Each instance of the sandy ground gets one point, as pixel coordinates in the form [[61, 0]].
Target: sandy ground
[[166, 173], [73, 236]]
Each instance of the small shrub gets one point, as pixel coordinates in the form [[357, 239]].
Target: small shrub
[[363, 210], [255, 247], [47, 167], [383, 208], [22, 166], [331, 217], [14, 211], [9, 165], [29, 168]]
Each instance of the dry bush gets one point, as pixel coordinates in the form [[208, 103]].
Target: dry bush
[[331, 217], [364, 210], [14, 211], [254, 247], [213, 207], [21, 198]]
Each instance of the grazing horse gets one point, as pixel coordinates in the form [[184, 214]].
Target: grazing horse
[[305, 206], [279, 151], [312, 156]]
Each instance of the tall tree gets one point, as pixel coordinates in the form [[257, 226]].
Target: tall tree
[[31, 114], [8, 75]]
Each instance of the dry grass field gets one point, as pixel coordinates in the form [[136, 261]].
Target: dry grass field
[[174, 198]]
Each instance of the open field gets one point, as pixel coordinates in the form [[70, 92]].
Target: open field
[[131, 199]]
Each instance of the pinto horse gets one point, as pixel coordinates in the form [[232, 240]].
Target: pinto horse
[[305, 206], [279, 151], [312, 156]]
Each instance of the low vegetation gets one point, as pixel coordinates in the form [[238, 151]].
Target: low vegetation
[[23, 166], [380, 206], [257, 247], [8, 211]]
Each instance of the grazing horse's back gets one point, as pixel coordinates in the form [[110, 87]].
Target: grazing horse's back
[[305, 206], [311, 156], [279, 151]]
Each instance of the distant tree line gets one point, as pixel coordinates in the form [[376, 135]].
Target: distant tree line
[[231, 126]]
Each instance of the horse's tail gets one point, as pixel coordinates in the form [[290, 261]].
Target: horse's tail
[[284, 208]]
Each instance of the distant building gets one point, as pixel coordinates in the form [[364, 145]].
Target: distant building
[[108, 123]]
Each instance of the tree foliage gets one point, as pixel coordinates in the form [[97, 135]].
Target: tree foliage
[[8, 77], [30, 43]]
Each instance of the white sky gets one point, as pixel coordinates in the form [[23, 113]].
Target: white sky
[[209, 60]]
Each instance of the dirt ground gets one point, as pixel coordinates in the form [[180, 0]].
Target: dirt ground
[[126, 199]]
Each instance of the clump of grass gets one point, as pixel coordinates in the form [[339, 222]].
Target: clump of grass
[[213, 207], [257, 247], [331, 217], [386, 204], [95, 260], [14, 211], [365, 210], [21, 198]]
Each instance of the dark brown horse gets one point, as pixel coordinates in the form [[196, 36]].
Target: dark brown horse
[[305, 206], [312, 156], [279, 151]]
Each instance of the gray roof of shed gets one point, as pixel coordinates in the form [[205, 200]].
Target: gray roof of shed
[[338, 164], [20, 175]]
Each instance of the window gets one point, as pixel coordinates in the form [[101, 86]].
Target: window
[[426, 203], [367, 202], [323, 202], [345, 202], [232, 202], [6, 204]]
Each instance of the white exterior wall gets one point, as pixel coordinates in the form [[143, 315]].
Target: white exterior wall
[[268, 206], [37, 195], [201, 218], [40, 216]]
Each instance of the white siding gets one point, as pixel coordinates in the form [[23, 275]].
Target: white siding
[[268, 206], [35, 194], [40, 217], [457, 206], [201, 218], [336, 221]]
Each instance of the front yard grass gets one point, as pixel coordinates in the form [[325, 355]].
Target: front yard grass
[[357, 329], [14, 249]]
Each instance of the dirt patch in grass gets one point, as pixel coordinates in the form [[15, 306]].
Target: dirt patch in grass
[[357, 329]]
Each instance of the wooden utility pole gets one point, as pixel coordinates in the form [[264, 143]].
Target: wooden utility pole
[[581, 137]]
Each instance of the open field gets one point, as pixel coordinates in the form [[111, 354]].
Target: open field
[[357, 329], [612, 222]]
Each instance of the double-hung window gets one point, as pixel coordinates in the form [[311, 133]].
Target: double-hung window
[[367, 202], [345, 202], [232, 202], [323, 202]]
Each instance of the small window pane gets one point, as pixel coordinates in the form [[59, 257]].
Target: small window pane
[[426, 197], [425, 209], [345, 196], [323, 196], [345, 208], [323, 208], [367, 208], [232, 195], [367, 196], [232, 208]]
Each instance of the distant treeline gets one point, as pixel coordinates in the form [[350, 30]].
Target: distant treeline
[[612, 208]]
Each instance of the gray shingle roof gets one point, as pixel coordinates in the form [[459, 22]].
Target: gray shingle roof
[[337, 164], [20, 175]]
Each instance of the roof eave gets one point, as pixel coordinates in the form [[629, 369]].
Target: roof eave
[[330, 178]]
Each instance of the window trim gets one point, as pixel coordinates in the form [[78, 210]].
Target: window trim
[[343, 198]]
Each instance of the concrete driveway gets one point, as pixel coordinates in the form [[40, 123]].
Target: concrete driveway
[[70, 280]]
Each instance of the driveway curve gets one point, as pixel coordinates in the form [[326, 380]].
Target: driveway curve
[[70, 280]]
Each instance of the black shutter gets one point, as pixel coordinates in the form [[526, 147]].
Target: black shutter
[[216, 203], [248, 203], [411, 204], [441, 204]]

----------------------------------------

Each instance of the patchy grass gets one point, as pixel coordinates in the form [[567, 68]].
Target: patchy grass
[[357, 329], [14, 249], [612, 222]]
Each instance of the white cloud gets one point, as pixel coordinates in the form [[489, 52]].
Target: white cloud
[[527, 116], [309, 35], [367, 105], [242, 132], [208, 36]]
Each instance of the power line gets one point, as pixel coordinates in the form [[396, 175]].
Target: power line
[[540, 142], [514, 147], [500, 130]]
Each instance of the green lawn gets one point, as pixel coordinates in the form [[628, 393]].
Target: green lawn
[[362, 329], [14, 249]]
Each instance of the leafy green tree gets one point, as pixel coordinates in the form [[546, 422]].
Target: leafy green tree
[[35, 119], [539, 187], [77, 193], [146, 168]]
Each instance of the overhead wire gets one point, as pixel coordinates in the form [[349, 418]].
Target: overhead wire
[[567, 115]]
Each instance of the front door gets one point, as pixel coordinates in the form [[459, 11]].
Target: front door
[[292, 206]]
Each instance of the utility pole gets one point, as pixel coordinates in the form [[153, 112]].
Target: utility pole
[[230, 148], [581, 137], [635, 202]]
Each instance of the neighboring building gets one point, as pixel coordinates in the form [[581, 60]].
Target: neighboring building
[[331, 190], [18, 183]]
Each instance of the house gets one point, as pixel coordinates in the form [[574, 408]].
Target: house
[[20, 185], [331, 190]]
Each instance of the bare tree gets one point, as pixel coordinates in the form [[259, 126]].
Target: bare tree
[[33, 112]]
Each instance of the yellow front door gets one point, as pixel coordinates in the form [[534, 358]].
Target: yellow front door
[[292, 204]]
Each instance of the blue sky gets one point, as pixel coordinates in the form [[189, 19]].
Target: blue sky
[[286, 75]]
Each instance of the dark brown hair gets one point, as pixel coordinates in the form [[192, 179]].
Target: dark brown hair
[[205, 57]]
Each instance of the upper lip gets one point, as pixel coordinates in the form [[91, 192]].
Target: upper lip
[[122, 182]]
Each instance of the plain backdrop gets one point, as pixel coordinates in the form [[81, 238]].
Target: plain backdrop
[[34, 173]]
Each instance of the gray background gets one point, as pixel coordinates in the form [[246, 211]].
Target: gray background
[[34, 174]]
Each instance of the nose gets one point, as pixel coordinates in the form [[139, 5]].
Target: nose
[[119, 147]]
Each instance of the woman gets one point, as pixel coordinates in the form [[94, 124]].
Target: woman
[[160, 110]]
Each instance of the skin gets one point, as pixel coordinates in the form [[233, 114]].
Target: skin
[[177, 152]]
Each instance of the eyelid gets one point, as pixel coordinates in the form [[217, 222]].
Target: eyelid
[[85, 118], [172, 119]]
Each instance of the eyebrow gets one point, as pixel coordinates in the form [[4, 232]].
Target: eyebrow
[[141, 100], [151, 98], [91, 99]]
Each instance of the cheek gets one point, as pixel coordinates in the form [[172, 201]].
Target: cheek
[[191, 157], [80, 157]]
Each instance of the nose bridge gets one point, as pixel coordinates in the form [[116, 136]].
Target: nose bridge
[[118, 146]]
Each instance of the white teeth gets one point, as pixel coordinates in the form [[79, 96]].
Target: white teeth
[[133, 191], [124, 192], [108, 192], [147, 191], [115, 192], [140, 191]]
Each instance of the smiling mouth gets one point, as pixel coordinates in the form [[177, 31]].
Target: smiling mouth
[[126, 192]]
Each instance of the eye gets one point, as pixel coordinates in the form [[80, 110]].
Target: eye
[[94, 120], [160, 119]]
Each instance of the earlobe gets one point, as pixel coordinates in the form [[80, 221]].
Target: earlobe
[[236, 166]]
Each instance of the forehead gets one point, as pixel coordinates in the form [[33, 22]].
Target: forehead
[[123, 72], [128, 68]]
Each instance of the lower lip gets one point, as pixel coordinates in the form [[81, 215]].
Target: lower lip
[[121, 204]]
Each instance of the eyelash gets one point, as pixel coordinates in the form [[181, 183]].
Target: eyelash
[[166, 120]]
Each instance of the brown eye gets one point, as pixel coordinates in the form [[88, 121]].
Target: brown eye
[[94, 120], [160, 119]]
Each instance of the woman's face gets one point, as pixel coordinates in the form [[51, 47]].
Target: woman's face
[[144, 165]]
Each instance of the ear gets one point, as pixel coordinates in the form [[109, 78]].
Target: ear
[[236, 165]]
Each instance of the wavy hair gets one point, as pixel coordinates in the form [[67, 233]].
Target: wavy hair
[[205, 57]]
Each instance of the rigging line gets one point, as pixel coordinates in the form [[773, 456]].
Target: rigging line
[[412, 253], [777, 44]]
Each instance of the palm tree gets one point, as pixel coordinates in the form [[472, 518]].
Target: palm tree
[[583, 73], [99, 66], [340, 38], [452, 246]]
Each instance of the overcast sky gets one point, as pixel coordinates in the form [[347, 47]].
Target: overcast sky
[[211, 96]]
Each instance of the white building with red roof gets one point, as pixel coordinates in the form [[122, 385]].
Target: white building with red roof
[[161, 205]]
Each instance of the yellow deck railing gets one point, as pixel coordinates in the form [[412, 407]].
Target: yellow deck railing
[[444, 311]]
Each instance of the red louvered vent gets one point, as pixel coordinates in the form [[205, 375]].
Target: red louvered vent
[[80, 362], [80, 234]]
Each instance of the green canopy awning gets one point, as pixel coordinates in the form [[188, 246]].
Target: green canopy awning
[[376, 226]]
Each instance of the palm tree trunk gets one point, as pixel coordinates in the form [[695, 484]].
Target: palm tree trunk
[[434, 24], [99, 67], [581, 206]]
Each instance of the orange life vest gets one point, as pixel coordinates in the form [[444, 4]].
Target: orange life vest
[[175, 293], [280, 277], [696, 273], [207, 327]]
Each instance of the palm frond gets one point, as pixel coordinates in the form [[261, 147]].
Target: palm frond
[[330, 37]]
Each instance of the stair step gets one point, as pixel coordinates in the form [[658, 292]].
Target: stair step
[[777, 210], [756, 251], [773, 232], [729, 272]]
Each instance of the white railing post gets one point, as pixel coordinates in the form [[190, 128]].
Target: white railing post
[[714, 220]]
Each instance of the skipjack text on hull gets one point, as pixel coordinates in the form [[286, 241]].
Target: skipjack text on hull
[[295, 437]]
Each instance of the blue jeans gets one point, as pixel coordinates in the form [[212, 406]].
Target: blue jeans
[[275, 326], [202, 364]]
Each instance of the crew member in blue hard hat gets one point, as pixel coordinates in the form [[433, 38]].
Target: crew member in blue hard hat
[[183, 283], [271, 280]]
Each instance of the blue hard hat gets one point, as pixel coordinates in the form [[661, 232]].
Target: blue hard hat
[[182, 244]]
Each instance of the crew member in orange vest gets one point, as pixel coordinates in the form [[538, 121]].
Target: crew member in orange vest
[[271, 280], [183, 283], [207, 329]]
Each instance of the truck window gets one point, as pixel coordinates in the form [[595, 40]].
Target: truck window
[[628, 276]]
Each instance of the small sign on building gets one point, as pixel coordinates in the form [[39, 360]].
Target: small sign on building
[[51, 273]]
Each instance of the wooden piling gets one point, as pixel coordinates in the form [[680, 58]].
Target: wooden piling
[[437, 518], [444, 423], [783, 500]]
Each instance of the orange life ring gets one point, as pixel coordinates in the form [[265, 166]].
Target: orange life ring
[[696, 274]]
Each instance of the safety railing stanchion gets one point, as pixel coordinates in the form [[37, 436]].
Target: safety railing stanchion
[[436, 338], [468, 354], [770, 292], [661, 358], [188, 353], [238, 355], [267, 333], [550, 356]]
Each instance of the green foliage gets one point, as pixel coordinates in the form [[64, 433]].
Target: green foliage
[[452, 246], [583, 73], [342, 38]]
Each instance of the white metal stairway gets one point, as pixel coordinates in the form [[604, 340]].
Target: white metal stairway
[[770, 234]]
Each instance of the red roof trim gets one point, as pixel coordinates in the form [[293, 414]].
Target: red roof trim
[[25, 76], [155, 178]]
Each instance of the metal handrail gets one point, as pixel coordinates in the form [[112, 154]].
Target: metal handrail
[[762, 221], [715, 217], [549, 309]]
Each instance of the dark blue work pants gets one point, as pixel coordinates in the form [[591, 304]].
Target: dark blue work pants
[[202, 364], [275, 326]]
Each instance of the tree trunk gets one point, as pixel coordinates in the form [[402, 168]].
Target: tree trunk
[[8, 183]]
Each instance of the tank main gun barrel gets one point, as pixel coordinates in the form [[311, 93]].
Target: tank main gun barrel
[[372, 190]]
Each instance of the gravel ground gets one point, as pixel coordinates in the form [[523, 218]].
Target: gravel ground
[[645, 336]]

----------------------------------------

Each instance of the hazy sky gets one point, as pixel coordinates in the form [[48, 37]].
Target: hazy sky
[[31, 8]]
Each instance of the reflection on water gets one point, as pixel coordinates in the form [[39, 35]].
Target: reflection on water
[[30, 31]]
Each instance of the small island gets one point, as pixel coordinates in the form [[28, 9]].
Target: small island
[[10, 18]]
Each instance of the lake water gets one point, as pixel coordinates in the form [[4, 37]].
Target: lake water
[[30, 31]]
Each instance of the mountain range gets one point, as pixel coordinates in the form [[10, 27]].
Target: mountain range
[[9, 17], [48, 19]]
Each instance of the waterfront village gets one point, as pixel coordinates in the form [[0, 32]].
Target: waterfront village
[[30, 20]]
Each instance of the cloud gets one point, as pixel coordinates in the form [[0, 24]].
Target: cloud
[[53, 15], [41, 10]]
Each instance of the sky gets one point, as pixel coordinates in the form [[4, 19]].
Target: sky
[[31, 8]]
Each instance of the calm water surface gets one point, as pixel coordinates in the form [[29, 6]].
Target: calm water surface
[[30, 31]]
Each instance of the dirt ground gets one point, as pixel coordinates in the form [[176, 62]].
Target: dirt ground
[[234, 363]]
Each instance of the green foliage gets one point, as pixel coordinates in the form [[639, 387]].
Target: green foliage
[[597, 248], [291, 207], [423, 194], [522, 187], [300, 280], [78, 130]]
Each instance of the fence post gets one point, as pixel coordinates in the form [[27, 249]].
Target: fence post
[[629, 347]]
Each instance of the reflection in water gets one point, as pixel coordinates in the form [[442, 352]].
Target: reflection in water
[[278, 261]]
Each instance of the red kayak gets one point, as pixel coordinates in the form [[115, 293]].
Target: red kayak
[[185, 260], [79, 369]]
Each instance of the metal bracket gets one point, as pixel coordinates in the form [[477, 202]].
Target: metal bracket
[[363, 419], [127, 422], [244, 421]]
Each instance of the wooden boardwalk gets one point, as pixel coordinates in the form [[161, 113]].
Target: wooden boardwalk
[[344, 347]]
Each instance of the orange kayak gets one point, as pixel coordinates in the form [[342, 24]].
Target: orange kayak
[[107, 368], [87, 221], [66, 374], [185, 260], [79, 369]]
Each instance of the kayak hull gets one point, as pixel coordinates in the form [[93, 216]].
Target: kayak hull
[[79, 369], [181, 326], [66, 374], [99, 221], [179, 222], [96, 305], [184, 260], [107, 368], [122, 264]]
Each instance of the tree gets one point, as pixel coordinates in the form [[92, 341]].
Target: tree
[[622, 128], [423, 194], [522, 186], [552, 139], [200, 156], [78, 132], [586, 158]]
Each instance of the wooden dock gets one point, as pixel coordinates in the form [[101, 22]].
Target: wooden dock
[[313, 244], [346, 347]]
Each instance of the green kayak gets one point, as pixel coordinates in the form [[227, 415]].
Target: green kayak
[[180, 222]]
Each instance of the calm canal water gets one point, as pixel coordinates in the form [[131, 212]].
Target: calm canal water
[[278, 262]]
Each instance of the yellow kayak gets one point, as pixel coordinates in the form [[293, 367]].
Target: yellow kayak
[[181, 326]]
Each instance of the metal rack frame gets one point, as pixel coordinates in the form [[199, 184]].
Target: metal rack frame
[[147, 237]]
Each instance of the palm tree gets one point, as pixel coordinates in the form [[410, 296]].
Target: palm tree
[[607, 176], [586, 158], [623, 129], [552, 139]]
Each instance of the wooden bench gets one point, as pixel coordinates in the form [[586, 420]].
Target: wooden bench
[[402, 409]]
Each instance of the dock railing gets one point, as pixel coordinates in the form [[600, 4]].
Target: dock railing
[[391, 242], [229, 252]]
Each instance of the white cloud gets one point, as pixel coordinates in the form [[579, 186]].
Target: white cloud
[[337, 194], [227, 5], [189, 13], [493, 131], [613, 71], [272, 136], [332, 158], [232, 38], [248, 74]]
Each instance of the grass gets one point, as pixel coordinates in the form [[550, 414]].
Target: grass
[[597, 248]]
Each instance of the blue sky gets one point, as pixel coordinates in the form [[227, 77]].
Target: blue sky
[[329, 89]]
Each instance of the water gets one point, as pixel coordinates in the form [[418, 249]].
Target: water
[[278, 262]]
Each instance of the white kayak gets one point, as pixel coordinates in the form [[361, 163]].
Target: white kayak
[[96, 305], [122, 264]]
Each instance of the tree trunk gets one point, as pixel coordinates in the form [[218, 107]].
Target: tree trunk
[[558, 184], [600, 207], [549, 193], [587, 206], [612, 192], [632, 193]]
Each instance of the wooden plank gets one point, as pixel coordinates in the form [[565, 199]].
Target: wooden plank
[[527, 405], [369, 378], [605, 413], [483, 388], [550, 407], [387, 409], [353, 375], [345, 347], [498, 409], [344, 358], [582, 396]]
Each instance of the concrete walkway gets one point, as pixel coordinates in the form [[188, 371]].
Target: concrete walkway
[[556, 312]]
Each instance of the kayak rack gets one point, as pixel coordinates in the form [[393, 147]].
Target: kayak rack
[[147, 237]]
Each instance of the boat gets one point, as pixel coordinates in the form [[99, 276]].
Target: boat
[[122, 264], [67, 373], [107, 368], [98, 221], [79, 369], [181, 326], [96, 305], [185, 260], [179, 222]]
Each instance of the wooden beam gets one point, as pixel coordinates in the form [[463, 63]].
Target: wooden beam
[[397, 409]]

----------------------------------------

- What is asked
Write out word for word the part that opens with the line containing "Each instance of the dark blue" and closes with the line containing "[[645, 336]]", including both of those lines.

- Finished exercise
Each instance of the dark blue work pants gets one point, as pixel coordinates in the form [[591, 304]].
Target: dark blue work pants
[[202, 364], [275, 326]]
Each instance of the tree trunk gets one point, as pixel coordinates in the form [[402, 168]].
Target: tree trunk
[[8, 183]]
Each instance of the tank main gun barrel gets one point, as pixel coordinates in the form [[311, 93]].
Target: tank main gun barrel
[[372, 190]]
Each instance of the gravel ground gets one point, as pixel coordinates in the form [[523, 218]].
Target: gravel ground
[[645, 336]]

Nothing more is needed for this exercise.